ЧТО НУЖНО СДЕЛАТЬ:
Выпишите все строки ниже, в которых есть слово «slider». Регистр букв имеет значение.

━━ СТРОКИ НАБОРА ДАННЫХ ━━

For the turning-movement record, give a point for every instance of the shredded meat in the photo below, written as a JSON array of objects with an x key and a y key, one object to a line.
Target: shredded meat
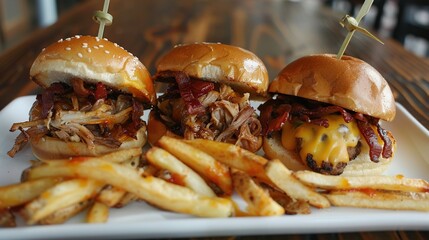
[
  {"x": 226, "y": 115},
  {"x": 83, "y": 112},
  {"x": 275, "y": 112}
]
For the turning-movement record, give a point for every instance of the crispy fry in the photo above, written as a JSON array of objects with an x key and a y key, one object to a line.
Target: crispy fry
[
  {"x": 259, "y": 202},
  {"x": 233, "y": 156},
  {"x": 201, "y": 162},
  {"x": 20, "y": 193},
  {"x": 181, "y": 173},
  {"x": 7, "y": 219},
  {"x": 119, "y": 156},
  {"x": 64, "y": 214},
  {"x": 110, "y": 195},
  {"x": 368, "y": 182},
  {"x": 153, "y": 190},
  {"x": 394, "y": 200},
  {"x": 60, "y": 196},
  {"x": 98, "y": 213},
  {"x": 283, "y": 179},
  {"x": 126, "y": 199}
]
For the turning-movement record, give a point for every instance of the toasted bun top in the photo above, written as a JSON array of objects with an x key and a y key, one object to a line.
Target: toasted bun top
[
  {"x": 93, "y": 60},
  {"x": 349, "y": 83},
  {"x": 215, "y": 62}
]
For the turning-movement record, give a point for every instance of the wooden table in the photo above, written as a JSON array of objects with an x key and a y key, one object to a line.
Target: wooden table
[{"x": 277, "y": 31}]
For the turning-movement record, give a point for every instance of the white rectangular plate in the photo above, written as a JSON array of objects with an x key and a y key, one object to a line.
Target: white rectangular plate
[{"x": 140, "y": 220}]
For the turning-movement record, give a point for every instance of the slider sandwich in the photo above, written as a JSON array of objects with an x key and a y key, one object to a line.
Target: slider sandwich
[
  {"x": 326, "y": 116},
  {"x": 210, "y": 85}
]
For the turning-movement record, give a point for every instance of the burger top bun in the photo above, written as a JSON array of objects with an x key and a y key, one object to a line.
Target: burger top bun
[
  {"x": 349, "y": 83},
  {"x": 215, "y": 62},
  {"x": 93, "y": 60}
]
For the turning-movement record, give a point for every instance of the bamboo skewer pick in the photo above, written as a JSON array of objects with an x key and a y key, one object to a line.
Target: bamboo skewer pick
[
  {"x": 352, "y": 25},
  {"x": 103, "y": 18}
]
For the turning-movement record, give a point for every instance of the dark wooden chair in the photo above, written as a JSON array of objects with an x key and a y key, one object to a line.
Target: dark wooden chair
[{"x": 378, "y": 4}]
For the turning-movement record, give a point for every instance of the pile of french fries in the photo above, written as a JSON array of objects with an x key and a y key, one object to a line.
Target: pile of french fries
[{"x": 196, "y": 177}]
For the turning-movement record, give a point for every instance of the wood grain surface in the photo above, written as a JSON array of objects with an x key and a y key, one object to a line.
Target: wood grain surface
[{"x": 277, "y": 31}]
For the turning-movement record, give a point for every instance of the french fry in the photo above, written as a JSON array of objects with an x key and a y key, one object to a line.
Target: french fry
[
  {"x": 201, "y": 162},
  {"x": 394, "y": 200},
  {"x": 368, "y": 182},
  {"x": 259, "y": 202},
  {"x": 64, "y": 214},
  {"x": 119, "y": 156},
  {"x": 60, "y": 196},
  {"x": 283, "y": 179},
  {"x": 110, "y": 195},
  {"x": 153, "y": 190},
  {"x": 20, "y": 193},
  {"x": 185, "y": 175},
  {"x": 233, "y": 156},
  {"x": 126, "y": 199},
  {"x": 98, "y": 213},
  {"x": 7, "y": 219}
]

━━━
━━ СТРОКИ НАБОРА ДАННЫХ ━━

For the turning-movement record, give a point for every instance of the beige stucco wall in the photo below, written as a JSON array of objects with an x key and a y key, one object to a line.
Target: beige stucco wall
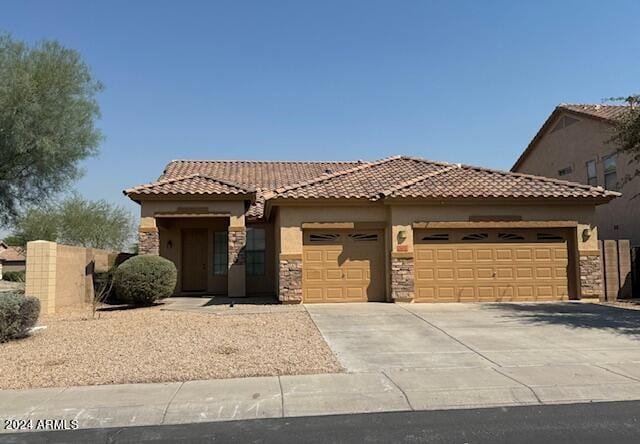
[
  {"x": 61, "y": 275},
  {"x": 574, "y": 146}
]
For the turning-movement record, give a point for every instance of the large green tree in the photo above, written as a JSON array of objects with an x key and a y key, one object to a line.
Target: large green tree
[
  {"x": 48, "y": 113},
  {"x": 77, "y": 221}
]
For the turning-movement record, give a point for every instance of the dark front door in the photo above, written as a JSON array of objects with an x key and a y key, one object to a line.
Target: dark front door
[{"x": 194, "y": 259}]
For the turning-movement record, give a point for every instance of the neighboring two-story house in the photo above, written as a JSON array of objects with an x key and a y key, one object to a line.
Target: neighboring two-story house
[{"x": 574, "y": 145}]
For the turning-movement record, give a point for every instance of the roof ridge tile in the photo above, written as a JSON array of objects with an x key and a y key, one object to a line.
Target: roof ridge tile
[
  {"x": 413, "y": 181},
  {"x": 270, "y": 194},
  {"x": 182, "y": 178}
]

━━━

ОТВЕТ НА ЗАДАНИЕ:
For the turning-movement record, give a point for every instance of the slider sandwich in the photo above, written as a JSON array of objects with an x key and a y key, one object to a line.
Target: slider sandwich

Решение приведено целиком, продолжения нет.